• **Direction**
Convert the records into a Markdown table with the columns "Row" and "Line", numbering each line in order and omitting any blank lines.

[Records from a data source]
━━━━━━━━━━━━━━━━

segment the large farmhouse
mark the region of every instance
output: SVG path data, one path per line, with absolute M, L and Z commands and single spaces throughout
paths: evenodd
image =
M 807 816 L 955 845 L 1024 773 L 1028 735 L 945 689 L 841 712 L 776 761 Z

━━━━━━━━━━━━━━━━

• **Answer in full**
| Row | Line |
|---|---|
| 1 | segment the large farmhouse |
| 2 | mark the region of every instance |
| 3 | output: SVG path data, one path per line, with absolute M, L and Z commands and single spaces throughout |
| 4 | paths: evenodd |
| 5 | image = |
| 6 | M 807 816 L 955 845 L 1024 773 L 1028 735 L 945 689 L 841 712 L 776 761 Z |